==== Excerpt provided ====
Maneesha Mithal said that the FTC considered this technology at its first stakeholder privacy workshop, where participants pointed to an array of factors that have converged to push facial recognition toward the mainstream, including improvements in imaging technology and the proliferation of freely available photos people are posting on Facebook and other websites. From the FTC's perspective, companies that use facial recognition technology should offer consumers "clear, simple, concise notices not in legalese," she said.  

Panel II

Brian Martin - Director of Biometric Research, MorphoTrust USA

Alessandro Acquisti - Associate Professor, Information Systems and Public Policy, Carnegie Mellon University

Larry Amerson – President, National Sheriffs’ Association

Nita A. Farahany - Professor of Law and Professor of Genome Sciences & Policy, Duke University

Rob Sherman - Manager of Privacy and Public Policy, Facebook

Jennifer Lynch - Staff Attorney, Electronic Frontier Foundation

The focal point of the Committee’s questions for this panel was Facebook, especially for making facial recognition an opt-out rather than an opt-in feature.  At one point, Sen. Franken said it takes six clicks to reach a page on Facebook that explicitly says that the company is using facial-recognition technology.

Facebook recently acquired Face.com, an Israeli firm specializing in software that powered Facebook's own tagging suggestions.  Sen. Franken suggested that Congress should consider legislation that could clarify the appropriate uses of software like that behind Facebook's tag suggestions, both for commercial purposes and in the hands of law enforcement authorities.  The technology is used only to suggest photo tags among people who are already friends on the site, so it does not invade peoples' privacy, Rob Sherman testified.
==== Information provided ====
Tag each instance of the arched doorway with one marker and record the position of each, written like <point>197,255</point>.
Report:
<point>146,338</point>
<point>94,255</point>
====
> [Problems to solve]
a) In the excerpt on facial recognition and privacy, condense the paragraph beginning "Facebook recently acquired Face.com" into a bulleted list that keeps its main facts.
b) Carry on the excerpt on facial recognition and privacy, picking up right after its final sentence.

> [Answers by item]
a)
- Facebook recently acquired Face.com, an Israeli firm whose software powered Facebook's tagging suggestions.
- Sen. Franken suggested Congress consider legislation clarifying appropriate uses of such software, both commercially and by law enforcement.
- Rob Sherman testified that the technology only suggests photo tags among people who are already friends on the site, so it does not invade people's privacy.

b)
Franken was also critical of the privacy controls the company makes available to its users, saying at one point that it takes six clicks to navigate to the first page that mentions the term “facial recognition.” Similarly, he suggested that the company has not been as forthcoming as it could be about how much data it collects and how that information is used, a familiar refrain from critics of the social network’s privacy policies.

Sherman testified that Facebook only uses the technology to search a user's friends to "tag" them in a photo, and therefore does not allow identifying strangers in photos. He said the facial profiles are encrypted and work only with proprietary software, and the site shares private information with law enforcement only in certain circumstances.

"The thing people really care about is data aggregation," Nita Farahany testified.  "Facial data on its own is not so much the problem for privacy advocates. It's how that information gets combined with other data, who has access to it, and how it's used.” She also said that she did not think that the Supreme Court would find that they use of facial recognition software by law enforcement or the government would be a violation of the Fourth Amendment.

When asked why is facial recognition so sensitive?  Prof. Acquisti testified that widespread availability of facial-recognition technology could fundamentally change the nature of privacy and anonymity. He said that photos can be captured remotely without consent and knowledge. For example, his research team was able to identify one in three students it photographed on a college campus.

Larry Amerson, an Alabama sheriff, spoke about using facial recognition technology to identify inmates and criminals in his county.  Biometric software takes 3-D snapshots of an individual’s face, each consisting of 40,000 data points. The images are then automatically compared against a database to locate a match.

Brian Martin spoke about the merits of facial recognition technology and played down some of the fears around this type of software.

Jennifer Lynch urged legislators to create laws shaping how facial recognition can be used, maybe in the way that the Wiretap Act of the Video Privacy Protection Act. "Without legal protections in place, it could be easy for government or company to establish database of all Americans," Lynch said.

An archive of the hearing is available here.

EDUCAUSE will continue to monitor and report on this issue.